Au-delà de la stupeur première, il semble utile de tenter de comprendre la chaîne d’événements, pour mieux cerner les enjeux de la production de contenu sur internet. Tout part de la modération de contenu, en particulier de celle liée au droit d’auteur. Pour les énormes plateformes de réseaux sociaux, très centralisées, comme Twitch, Facebook, YouTube, Twitter ou TikTok, la modération est un enjeu majeur pour créer de la confiance et un sentiment de sécurité d’usage de la plateforme pour tous les types d’utilisateurs et d’utilisatrices. Les travaux de Sarah Roberts (Derrière les écrans. Les nettoyeurs du Web à l’ombre des réseaux sociaux, La Découverte, 2019) ont mis en lumière les dimensions harassantes, ingrates et hautement pathogènes de cette activité de modération, la plupart du temps sous-traitée. Les années 2010 furent l’occasion pour ces plateformes de tester toutes sortes de modèles de modération, tentant désespérément de se passer d’humains, sans y parvenir complètement.

========================

TÂCHES À RÉALISER —
1) D'après l'extrait sur la modération de contenu, de quoi part toute la chaîne d'événements ?
2) Poursuivez l'extrait sur la modération de contenu après sa dernière phrase.
La liste présentée ensuite provient d'une source distincte.

========================

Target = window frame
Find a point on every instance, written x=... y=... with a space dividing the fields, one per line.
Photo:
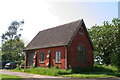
x=82 y=54
x=42 y=57
x=58 y=57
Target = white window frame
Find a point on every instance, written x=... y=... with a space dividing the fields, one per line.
x=42 y=57
x=58 y=57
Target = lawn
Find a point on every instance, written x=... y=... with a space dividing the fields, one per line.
x=10 y=77
x=98 y=71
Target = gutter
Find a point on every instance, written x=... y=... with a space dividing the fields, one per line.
x=65 y=57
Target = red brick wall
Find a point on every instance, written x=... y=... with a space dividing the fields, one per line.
x=72 y=49
x=52 y=57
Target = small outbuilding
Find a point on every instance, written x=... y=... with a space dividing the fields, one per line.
x=65 y=46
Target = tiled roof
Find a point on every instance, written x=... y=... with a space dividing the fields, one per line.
x=57 y=36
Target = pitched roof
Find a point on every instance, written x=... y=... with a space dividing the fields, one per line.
x=57 y=36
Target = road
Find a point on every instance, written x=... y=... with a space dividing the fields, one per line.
x=28 y=76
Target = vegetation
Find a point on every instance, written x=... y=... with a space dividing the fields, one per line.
x=10 y=77
x=12 y=46
x=106 y=43
x=98 y=71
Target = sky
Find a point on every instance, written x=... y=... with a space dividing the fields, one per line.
x=43 y=14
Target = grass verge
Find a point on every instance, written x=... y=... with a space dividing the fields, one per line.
x=10 y=77
x=98 y=71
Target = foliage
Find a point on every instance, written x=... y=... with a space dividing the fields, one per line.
x=106 y=42
x=14 y=51
x=10 y=77
x=12 y=46
x=97 y=71
x=12 y=32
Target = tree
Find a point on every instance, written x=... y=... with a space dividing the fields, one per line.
x=11 y=43
x=12 y=32
x=13 y=52
x=106 y=40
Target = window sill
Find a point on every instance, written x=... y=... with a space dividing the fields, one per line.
x=42 y=62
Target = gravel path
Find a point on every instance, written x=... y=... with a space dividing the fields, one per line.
x=28 y=76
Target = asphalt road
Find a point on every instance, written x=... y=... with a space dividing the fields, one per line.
x=28 y=76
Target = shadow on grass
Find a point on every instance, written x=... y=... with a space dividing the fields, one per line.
x=92 y=70
x=59 y=79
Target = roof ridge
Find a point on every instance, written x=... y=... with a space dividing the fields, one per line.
x=61 y=25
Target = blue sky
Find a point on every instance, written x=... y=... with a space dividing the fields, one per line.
x=42 y=14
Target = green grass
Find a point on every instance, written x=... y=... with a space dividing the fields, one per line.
x=10 y=77
x=98 y=71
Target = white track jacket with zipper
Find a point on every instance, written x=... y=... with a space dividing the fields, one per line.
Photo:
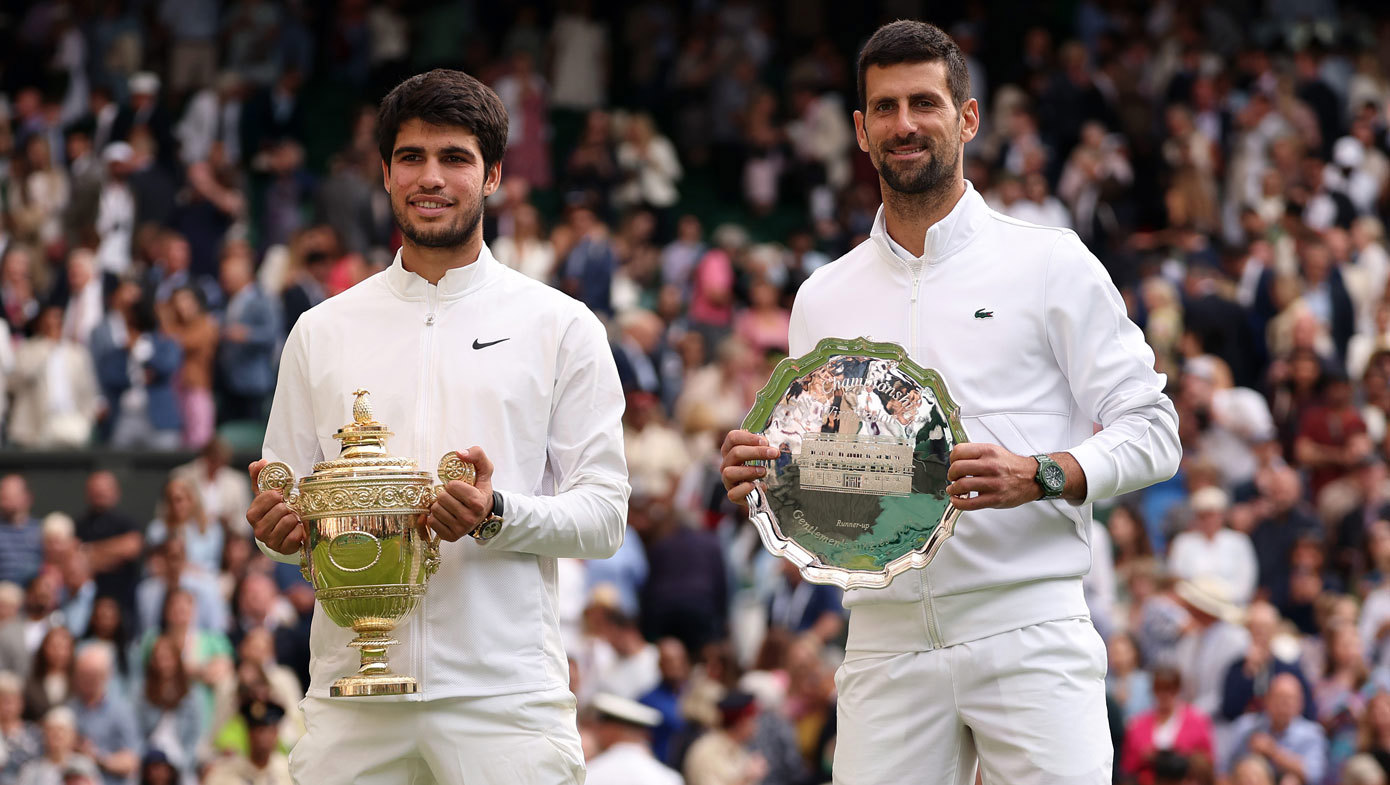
x=1036 y=348
x=494 y=359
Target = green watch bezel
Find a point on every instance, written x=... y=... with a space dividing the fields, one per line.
x=1045 y=463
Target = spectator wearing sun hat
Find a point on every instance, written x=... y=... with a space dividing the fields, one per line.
x=624 y=734
x=723 y=756
x=1211 y=549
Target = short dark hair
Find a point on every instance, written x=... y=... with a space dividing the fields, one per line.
x=908 y=40
x=445 y=97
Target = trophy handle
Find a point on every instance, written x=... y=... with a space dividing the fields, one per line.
x=451 y=468
x=278 y=477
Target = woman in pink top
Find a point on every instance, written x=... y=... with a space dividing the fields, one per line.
x=1172 y=725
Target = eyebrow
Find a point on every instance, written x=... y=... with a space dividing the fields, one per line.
x=929 y=95
x=448 y=150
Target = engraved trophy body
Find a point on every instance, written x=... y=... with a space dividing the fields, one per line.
x=858 y=493
x=367 y=550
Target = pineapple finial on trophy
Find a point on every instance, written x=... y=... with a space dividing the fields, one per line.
x=362 y=407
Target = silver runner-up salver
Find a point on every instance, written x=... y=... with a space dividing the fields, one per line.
x=858 y=493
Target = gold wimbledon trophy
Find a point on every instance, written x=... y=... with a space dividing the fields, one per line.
x=367 y=550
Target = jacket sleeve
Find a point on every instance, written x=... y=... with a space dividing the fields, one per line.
x=1111 y=373
x=289 y=434
x=587 y=514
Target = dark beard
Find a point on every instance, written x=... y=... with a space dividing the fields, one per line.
x=930 y=178
x=451 y=236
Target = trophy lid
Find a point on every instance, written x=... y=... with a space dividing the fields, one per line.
x=364 y=446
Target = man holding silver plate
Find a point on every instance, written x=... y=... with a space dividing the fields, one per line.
x=458 y=581
x=931 y=448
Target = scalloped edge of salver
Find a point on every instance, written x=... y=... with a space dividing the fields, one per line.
x=759 y=510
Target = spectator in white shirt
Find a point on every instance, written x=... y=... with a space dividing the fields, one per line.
x=1209 y=549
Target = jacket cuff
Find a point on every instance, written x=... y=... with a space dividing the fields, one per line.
x=1101 y=474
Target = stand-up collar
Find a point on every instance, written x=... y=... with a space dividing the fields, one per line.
x=455 y=284
x=947 y=235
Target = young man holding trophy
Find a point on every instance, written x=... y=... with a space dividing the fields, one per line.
x=456 y=350
x=984 y=657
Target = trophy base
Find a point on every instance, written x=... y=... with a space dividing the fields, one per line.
x=359 y=685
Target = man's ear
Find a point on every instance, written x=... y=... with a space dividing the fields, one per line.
x=969 y=120
x=494 y=181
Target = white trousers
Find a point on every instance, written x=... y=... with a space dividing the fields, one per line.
x=509 y=739
x=1027 y=706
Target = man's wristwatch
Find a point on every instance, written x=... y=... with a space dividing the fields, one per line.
x=1050 y=475
x=492 y=524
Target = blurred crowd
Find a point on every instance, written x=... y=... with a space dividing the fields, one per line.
x=180 y=179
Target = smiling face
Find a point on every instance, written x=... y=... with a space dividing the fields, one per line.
x=437 y=182
x=911 y=128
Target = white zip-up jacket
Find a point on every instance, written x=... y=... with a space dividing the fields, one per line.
x=494 y=359
x=1034 y=345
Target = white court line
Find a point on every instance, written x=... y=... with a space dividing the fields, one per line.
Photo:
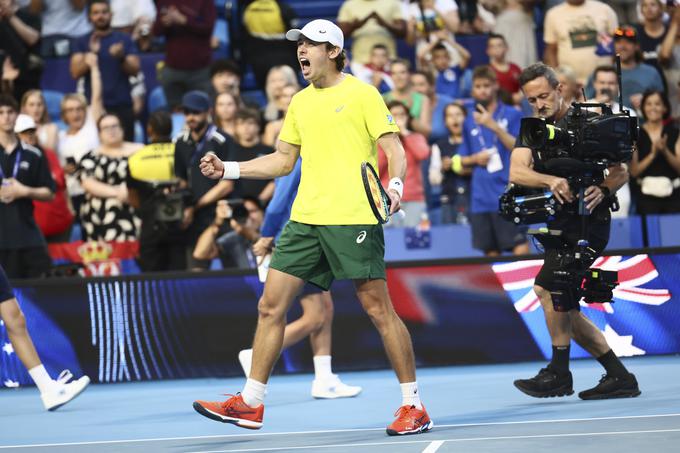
x=333 y=431
x=468 y=439
x=434 y=446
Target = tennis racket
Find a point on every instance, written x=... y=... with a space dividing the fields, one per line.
x=378 y=199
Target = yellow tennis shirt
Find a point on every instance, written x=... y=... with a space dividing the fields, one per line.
x=336 y=129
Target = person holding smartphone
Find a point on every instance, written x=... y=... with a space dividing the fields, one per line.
x=489 y=134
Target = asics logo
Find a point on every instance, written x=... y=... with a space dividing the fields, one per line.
x=235 y=412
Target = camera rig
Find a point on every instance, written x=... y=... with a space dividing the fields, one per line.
x=580 y=153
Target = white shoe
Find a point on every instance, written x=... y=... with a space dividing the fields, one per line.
x=245 y=357
x=64 y=391
x=333 y=387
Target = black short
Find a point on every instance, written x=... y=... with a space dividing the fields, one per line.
x=491 y=232
x=5 y=290
x=598 y=237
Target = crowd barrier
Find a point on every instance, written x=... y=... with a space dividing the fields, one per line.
x=185 y=325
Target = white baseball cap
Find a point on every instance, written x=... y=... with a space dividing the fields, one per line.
x=319 y=30
x=24 y=123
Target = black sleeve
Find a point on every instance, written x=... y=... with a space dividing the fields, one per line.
x=30 y=19
x=181 y=170
x=673 y=133
x=42 y=176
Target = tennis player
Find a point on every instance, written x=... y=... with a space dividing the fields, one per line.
x=334 y=124
x=316 y=321
x=54 y=393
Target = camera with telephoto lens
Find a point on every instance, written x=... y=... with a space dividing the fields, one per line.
x=168 y=202
x=580 y=153
x=239 y=212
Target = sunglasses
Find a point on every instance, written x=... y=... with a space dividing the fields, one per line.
x=625 y=33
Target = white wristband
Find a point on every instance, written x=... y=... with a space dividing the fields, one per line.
x=231 y=170
x=396 y=184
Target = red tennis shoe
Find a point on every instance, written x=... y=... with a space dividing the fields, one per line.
x=234 y=410
x=410 y=420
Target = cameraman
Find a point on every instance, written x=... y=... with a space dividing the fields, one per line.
x=152 y=192
x=231 y=236
x=544 y=92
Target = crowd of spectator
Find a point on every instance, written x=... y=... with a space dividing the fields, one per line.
x=88 y=175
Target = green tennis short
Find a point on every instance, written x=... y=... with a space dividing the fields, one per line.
x=321 y=253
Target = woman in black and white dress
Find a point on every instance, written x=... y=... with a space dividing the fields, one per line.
x=105 y=214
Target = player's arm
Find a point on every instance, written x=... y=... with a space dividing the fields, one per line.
x=218 y=192
x=279 y=163
x=396 y=164
x=522 y=173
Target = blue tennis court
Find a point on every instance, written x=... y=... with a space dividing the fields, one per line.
x=475 y=408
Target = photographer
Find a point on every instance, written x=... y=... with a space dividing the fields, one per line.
x=234 y=248
x=152 y=192
x=565 y=321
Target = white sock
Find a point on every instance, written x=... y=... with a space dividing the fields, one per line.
x=410 y=395
x=41 y=378
x=322 y=367
x=253 y=393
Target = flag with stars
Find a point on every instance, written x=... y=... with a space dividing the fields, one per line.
x=640 y=321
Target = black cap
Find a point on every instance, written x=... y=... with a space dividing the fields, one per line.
x=196 y=100
x=625 y=32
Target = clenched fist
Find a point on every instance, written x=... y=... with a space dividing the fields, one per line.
x=211 y=166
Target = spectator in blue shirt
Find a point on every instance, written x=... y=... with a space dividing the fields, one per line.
x=446 y=170
x=489 y=133
x=117 y=62
x=636 y=77
x=448 y=77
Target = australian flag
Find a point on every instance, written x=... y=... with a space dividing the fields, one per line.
x=642 y=319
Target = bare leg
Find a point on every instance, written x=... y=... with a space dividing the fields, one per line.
x=15 y=323
x=320 y=339
x=312 y=320
x=279 y=292
x=587 y=335
x=396 y=339
x=559 y=323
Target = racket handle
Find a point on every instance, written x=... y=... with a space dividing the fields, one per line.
x=263 y=267
x=400 y=214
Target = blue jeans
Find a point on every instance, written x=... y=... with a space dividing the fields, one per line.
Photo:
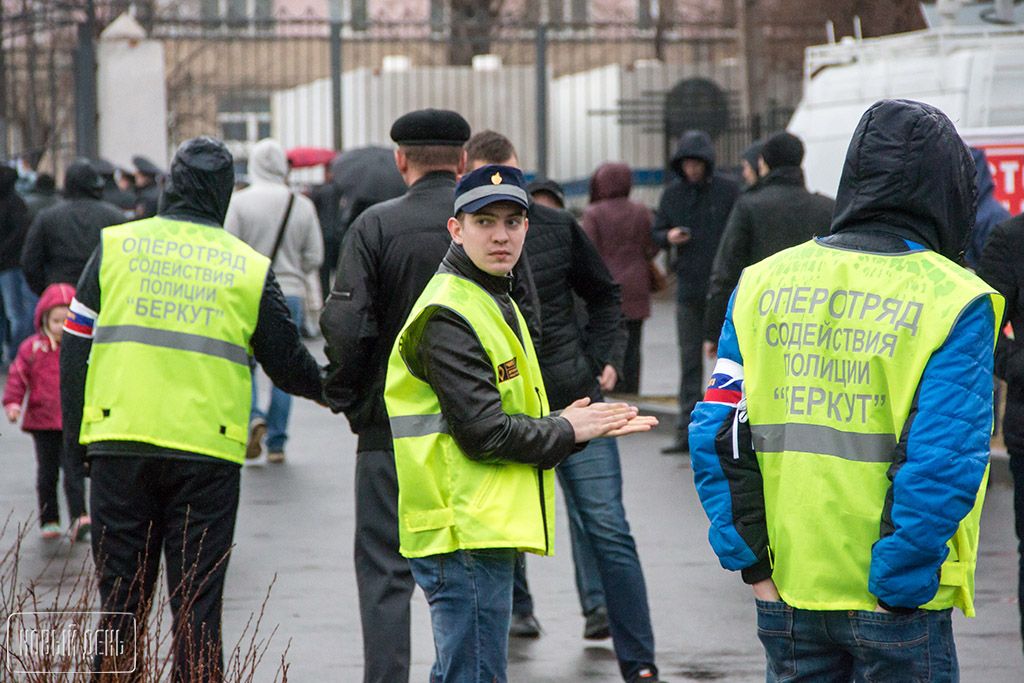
x=592 y=483
x=18 y=306
x=855 y=645
x=281 y=402
x=470 y=597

========================

RÉSULTATS DANS L'ORDRE —
1) Elle part de la modération de contenu, en particulier de celle liée au droit d'auteur.

2)
Repérer les formes répétitives
L’explosion des algorithmes fondés sur l’intelligence artificielle et l’apprentissage profond ces trois dernières années a sans doute renforcé l’usage de ceux-ci pour la modération. Les IA sont très douées pour repérer des formes répétitives et pour prédire statistiquement l’adéquation d’une forme (textuelle, dans le cas des LLM du type Chat-GPT) à un contexte. De ces modèles probabilistes émergent des formes largement connues et attendues, des reformulations lues et vues mille fois, des contenus consensuels parce que statistiquement majoritaires. Rien de créatif ne peut par définition en émerger.
Que promeuvent et autorisent ces algorithmes des grandes plateformes en termes de contenu ? Toujours plus du même et du standardisé. Du côté de la promotion, on voit fleurir des flux d’images sans nécessairement de sens : actuellement, il suffit de scroller pour tomber sur les recettes de cuisine générées par IA, lues par IA et illustrées par des vidéos improbables qui pullulent sur TikTok ; ou encore sur les dessins animés sans queue ni tête, voire totalement inadéquats, qui étaient apparus sur YouTube à destination des très jeunes enfants en 2017 et largement soutenus par IA. Des formes vides, mais formatées pour les algorithmes, et surtout supports potentiels à une monétisation publicitaire. Le meilleur exemple de cette fuite en avant concerne Mr Beast, longtemps le plus grand producteur de contenus sur les plateformes de vidéos en ligne et qui s’interroge sur ce qu’il est devenu : une personnalité creuse soumis à la loi des algorithmes.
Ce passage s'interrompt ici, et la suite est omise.